* [THE RECORDS]:
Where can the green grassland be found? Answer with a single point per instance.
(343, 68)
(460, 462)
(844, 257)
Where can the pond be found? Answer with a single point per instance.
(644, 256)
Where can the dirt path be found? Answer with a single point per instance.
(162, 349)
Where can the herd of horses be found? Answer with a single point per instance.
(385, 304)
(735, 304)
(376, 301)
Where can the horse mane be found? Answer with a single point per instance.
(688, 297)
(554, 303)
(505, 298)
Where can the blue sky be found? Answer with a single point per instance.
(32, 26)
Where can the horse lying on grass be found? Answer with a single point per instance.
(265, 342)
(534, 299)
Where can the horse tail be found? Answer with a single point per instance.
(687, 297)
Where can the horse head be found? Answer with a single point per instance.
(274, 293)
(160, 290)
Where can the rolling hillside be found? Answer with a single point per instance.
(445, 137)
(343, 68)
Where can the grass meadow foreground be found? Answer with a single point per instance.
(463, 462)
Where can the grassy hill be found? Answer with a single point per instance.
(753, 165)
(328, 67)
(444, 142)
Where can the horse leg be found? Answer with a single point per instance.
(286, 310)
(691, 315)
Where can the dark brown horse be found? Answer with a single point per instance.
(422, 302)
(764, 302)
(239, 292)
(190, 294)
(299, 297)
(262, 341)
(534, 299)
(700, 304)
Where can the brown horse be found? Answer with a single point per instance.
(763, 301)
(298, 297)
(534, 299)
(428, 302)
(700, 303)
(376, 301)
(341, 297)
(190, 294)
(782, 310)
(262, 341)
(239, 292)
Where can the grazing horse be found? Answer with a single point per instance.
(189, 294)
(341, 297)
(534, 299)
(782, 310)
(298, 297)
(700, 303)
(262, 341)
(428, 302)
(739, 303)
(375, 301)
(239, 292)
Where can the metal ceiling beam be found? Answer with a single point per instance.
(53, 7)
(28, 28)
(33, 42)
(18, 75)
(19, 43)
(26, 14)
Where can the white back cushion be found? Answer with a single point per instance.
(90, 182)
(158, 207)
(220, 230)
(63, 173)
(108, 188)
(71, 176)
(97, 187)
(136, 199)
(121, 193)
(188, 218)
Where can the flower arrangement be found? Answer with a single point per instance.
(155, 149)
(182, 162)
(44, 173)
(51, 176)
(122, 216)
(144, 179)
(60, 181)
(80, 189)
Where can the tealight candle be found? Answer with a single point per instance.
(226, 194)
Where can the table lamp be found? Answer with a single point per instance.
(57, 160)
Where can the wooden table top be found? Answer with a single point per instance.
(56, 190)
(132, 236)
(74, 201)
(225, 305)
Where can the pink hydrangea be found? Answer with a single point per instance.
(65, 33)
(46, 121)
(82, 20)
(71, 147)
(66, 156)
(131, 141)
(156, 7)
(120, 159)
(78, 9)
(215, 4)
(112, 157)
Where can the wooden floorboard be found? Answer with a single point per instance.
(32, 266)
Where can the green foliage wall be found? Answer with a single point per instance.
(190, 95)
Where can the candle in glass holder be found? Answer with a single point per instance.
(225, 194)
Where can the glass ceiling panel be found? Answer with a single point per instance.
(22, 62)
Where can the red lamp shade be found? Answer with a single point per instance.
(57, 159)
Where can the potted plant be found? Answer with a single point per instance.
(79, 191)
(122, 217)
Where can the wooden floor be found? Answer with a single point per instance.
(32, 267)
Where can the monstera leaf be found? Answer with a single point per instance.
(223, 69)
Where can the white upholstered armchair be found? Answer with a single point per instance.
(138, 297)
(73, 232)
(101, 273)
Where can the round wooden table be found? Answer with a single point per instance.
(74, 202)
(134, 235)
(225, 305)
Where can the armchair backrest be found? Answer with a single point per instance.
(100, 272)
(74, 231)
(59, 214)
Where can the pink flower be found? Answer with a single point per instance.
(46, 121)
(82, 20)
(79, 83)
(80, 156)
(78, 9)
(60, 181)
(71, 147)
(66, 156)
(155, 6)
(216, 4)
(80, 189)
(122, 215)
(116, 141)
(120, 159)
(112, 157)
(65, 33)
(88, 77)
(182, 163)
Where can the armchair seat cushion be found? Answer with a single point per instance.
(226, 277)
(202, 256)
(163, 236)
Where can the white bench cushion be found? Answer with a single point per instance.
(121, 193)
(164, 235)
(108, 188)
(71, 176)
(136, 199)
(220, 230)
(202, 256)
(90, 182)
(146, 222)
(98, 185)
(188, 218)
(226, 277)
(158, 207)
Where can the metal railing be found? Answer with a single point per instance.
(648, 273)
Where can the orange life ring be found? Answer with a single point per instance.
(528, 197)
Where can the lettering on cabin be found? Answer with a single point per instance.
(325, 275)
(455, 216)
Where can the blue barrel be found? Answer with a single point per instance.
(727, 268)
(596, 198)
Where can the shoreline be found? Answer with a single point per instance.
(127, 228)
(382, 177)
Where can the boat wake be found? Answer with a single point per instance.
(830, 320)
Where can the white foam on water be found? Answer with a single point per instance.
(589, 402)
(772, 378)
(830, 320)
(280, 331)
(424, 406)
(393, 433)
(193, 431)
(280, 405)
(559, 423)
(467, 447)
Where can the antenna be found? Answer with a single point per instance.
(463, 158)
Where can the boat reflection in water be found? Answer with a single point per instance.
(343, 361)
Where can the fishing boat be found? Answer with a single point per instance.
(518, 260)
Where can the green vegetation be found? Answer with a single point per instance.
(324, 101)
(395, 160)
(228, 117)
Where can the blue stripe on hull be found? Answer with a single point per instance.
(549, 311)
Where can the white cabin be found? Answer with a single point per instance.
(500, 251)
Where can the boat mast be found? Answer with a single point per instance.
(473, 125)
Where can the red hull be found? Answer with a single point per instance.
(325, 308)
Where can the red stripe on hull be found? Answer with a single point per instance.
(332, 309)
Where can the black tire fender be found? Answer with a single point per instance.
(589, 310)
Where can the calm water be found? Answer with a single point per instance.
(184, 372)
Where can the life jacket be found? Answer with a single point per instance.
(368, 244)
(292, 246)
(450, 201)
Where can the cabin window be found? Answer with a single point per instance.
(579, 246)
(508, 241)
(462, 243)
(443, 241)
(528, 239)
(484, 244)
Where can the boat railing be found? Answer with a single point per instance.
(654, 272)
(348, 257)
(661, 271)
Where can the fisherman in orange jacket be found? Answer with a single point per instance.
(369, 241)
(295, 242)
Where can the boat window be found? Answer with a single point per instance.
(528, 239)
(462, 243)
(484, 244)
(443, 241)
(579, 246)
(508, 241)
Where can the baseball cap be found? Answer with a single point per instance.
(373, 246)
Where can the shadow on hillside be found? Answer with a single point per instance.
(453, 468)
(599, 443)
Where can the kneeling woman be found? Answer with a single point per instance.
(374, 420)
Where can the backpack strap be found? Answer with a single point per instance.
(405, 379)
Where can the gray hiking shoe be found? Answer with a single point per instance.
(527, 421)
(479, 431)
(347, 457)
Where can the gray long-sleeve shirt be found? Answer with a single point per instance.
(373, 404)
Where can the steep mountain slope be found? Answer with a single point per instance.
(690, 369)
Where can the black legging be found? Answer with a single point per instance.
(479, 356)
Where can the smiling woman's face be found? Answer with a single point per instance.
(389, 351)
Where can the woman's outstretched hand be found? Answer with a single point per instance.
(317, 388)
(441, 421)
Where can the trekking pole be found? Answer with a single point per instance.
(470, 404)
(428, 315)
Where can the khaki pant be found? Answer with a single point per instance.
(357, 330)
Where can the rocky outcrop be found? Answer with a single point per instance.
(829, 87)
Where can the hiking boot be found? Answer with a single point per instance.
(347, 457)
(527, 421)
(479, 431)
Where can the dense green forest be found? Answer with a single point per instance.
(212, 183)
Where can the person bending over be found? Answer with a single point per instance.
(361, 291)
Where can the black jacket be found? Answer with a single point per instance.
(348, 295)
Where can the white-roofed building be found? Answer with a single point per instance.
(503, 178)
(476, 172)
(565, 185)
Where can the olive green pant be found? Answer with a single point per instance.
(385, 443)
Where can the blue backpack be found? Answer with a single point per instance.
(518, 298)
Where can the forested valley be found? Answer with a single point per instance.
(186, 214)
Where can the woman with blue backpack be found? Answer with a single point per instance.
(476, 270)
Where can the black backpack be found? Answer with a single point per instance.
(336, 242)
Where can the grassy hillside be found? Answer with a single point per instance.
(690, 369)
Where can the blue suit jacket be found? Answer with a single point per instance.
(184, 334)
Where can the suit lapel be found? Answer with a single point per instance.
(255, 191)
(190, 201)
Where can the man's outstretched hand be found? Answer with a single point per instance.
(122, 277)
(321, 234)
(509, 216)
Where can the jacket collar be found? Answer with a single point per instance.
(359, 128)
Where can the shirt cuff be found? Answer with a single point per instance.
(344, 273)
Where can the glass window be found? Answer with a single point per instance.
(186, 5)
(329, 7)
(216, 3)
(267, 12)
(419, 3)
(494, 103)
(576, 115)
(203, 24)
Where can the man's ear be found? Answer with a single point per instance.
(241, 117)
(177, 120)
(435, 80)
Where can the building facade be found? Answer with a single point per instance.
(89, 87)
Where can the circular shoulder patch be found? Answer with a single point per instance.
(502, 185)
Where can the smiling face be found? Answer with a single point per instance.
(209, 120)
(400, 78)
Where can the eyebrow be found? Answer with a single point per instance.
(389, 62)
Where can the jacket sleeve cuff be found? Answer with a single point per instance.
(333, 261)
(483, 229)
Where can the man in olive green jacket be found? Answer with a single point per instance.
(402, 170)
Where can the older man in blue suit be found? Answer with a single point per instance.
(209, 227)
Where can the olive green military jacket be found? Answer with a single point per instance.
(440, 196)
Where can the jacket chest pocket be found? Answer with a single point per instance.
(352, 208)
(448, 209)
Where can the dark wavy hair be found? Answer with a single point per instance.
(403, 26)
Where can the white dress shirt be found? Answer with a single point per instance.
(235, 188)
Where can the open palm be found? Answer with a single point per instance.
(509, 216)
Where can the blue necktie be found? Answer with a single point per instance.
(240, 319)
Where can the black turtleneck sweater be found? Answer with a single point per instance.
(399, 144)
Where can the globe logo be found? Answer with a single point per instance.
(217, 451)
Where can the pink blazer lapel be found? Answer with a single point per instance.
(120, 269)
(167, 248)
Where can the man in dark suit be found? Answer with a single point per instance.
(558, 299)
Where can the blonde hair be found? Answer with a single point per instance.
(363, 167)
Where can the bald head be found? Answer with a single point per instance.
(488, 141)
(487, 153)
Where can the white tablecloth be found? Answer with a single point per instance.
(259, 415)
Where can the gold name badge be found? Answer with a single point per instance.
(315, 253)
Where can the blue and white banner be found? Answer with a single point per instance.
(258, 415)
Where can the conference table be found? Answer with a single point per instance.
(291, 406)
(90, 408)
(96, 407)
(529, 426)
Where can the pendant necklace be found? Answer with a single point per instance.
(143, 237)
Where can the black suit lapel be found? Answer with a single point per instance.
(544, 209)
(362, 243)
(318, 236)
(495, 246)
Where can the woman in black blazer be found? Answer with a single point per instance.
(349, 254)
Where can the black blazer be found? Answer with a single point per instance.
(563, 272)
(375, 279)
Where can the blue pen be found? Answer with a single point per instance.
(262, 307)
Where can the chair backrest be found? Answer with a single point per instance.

* [WHAT TO PRODUCE]:
Quote only the lines from the line containing "Where can the blue and" through the end of the entries, keeping the first and the last.

* [EXERCISE RESPONSE]:
Where can the blue and white banner be found? Answer with a single point per instance.
(258, 415)
Where can the conference table be found? Answer with a single point per instance.
(291, 406)
(90, 408)
(96, 407)
(529, 426)
Where can the pendant necklace be found? Answer with a single point per instance.
(143, 237)
Where can the black suit lapel be found? Answer with a single point per instance.
(544, 209)
(362, 243)
(318, 236)
(495, 246)
Where can the woman in black blazer be found? Answer with a single point per instance.
(349, 254)
Where can the black blazer be found? Answer with a single point per instance.
(563, 272)
(375, 279)
Where can the blue pen be found? Answer with a single point per instance.
(262, 307)
Where can the chair backrest be found? Answer with a single point per instance.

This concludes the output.